REQUIRED TASK A ->
From the LASER review notes, return the passage starting at "- vs DiffusionPDE" and ending at "and diffusion dynamics.", copied word for word.
REQUIRED TASK B ->
In the LASER review notes, by how much does LASER reduce average error compared with PhySense in the sparsest settings?

TEXT EXCERPT ->
--------------------

Limitations & Future Work¶
- The world model is frozen after pre-training; if the policy discovers layouts outside the training distribution, the world model might become unreliable (model exploitation risk).
- Experiments are restricted to simulated datasets and historical SST data, lacking real-world closed-loop hardware experiments with movement latency and noise.
- Rollouts of \(H=3\) could benefit from larger \(H\) for Out-time performance, but diffusion dynamics steps are computationally expensive.
- Cross-physical domain transfer (e.g., training on turbulence and transferring to temperature fields) remains unvalidated.
Related Work & Insights¶
- vs AROMA (Serrano et al., 2024): AROMA serves as the backbone for the LASER encoder but uses fixed sensor positions. LASER promotes "position" to a controllable action.
- vs DiffusionPDE (Huang et al., 2024): DiffusionPDE performs sampling at test time with high overhead; LASER limits diffusion to latent space dynamics for efficiency and autoregressive rollouts.
- vs PhySense (Ma et al., 2025): PhySense optimizes globally static layouts; LASER reduces average error by 30%+ in the sparsest settings, proving the value of instance-specific adaptation.
- vs DreamerV3: While sharing the latent imagination paradigm, LASER adapts it for scientific ML with PDE continuum fields, Transformer encoders, and diffusion dynamics.
Rating¶
- Novelty: ⭐⭐⭐⭐ (Combines world-model RL, GRPO, and multi-scale scientific ML encoders for active sensing.)
- Experimental Thoroughness: ⭐⭐⭐⭐ (Extensive datasets and ablations; missing hardware validation.)
- Writing Quality: ⭐⭐⭐⭐ (Clear POMDP formulation and topology diagrams.)
- Value: ⭐⭐⭐⭐ (Provides a clear "active sensing = world-model RL" paradigm for the scientific ML community.)

--------------------

ENTRIES PROVIDED ->
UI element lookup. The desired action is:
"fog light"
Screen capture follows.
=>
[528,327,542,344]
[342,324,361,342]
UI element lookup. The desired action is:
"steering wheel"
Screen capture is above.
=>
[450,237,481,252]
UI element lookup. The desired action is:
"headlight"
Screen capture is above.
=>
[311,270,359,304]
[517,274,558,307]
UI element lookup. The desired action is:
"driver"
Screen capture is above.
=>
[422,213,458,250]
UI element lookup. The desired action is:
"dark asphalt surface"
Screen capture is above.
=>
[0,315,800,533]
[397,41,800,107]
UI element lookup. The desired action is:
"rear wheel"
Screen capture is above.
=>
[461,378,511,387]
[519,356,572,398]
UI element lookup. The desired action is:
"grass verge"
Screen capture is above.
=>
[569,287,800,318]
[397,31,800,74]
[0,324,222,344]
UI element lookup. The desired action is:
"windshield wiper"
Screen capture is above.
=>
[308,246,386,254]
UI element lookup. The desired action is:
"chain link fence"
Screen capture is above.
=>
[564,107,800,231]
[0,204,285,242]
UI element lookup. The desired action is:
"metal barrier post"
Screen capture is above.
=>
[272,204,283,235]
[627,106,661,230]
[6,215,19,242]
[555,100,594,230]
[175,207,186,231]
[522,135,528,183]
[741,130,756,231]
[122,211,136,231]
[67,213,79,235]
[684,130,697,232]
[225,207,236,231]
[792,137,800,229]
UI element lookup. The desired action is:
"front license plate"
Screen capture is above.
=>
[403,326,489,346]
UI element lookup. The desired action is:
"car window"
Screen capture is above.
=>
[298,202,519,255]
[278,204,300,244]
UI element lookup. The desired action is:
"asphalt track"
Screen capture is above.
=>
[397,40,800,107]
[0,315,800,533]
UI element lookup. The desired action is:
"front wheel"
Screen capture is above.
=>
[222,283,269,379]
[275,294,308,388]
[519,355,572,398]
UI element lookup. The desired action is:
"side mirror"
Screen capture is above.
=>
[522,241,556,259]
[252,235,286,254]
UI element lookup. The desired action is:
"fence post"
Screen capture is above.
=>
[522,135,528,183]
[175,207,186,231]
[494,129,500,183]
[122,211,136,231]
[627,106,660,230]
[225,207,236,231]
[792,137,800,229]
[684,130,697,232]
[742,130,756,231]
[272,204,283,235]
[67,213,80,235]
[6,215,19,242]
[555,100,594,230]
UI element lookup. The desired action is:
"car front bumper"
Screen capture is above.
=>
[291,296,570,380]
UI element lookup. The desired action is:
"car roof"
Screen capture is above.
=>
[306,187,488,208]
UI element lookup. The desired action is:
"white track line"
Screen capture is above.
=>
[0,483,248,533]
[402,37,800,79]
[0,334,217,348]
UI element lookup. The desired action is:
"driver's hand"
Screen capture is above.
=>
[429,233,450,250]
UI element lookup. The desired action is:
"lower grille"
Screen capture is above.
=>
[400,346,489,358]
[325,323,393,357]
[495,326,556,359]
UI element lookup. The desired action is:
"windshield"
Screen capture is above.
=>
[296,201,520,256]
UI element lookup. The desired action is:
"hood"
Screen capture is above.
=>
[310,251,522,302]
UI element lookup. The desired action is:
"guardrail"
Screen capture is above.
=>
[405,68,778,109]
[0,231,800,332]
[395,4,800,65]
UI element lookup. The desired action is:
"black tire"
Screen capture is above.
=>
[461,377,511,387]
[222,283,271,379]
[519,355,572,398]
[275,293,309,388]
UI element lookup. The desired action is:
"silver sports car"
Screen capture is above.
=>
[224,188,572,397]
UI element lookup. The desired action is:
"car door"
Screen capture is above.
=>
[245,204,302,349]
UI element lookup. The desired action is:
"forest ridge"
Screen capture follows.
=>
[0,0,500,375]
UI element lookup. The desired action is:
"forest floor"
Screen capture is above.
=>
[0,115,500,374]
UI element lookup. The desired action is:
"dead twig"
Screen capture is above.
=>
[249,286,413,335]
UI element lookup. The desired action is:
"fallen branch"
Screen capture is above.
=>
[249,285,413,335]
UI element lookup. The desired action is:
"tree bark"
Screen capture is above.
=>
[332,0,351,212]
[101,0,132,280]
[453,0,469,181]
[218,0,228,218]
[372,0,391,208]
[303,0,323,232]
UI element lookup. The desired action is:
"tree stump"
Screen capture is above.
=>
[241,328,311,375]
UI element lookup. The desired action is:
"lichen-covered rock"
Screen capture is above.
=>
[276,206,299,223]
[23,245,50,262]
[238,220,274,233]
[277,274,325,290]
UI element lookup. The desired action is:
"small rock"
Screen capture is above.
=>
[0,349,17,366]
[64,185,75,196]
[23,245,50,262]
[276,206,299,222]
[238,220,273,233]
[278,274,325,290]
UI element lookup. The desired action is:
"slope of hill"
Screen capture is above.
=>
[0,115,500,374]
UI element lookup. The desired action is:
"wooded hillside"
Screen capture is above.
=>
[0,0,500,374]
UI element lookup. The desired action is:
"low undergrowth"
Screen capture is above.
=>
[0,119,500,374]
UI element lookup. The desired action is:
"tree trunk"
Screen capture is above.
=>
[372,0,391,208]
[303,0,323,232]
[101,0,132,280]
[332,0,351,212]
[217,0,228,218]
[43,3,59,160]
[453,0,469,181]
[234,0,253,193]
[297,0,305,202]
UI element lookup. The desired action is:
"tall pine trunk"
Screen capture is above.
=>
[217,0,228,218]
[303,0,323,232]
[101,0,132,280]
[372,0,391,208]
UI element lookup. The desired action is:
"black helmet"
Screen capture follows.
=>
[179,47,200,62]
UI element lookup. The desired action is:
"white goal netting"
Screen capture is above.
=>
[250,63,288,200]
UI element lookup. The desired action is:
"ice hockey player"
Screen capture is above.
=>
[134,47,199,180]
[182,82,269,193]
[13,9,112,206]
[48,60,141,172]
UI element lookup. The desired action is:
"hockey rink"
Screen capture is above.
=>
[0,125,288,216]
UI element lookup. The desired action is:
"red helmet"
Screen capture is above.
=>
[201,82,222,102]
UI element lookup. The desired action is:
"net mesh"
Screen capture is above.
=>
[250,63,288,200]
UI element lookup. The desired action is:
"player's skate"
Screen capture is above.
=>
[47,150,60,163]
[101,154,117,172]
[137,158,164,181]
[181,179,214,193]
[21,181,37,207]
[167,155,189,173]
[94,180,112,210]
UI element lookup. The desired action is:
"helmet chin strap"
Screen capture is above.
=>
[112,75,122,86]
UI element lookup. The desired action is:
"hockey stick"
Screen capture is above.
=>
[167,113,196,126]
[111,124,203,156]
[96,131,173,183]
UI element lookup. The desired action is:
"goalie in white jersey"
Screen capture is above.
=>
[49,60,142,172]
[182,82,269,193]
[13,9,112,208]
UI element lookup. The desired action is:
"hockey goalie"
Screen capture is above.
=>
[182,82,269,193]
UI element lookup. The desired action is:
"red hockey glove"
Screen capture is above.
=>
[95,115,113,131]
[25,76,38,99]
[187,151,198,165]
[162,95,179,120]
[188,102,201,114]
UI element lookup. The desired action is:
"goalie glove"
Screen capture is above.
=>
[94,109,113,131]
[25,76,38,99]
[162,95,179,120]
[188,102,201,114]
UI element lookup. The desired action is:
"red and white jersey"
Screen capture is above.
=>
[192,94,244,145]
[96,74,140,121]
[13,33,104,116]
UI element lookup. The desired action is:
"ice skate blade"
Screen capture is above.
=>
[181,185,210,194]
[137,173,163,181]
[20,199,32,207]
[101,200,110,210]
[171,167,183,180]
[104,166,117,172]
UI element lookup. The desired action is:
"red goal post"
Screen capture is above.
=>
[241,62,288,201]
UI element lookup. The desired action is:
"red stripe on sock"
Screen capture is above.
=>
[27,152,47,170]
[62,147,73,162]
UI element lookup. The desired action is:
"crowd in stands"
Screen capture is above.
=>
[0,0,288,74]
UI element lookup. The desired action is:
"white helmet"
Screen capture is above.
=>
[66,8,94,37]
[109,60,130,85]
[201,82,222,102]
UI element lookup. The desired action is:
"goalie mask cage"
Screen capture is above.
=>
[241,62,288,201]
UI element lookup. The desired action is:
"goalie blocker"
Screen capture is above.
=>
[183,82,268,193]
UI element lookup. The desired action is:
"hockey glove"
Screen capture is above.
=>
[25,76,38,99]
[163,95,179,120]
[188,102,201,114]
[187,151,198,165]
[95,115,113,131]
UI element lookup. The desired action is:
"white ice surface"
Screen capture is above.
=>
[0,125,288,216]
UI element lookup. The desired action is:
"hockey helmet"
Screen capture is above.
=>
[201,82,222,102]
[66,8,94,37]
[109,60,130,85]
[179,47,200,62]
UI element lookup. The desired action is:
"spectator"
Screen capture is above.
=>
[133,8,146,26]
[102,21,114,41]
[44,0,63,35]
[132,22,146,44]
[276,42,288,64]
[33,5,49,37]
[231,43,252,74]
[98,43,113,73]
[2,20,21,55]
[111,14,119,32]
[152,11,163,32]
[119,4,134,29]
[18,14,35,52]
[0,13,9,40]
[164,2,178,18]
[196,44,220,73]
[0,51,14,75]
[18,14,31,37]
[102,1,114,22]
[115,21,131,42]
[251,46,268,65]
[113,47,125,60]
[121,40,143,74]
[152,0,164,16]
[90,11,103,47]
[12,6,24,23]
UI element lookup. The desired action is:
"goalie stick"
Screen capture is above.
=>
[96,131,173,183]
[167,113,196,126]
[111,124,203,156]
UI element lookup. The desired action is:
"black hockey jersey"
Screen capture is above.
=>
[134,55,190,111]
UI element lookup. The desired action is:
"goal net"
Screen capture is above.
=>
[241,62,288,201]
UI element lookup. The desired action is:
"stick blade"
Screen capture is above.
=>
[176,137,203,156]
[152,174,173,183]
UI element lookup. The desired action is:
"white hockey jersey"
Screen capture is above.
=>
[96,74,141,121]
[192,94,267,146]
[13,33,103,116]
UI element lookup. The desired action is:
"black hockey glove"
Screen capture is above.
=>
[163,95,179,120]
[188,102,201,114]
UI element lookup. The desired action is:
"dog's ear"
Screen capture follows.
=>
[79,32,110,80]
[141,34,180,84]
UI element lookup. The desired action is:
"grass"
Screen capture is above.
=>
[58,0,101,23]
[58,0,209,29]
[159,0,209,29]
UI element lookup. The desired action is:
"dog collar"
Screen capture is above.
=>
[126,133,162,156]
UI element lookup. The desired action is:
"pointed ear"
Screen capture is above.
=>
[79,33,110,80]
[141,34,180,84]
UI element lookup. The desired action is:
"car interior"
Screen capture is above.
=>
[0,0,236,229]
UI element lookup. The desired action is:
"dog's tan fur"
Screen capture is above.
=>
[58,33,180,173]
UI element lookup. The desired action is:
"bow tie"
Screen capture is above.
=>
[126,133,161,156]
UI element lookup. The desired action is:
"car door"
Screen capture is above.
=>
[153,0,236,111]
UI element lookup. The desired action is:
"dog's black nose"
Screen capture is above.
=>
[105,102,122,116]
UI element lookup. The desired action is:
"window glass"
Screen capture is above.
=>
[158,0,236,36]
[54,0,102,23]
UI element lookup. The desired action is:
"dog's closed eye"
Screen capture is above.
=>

--------------------

EXPECTED OUTPUT A ->
- vs DiffusionPDE (Huang et al., 2024): DiffusionPDE performs sampling at test time with high overhead; LASER limits diffusion to latent space dynamics for efficiency and autoregressive rollouts.
- vs PhySense (Ma et al., 2025): PhySense optimizes globally static layouts; LASER reduces average error by 30%+ in the sparsest settings, proving the value of instance-specific adaptation.
- vs DreamerV3: While sharing the latent imagination paradigm, LASER adapts it for scientific ML with PDE continuum fields, Transformer encoders, and diffusion dynamics.

EXPECTED OUTPUT B ->
By 30% or more.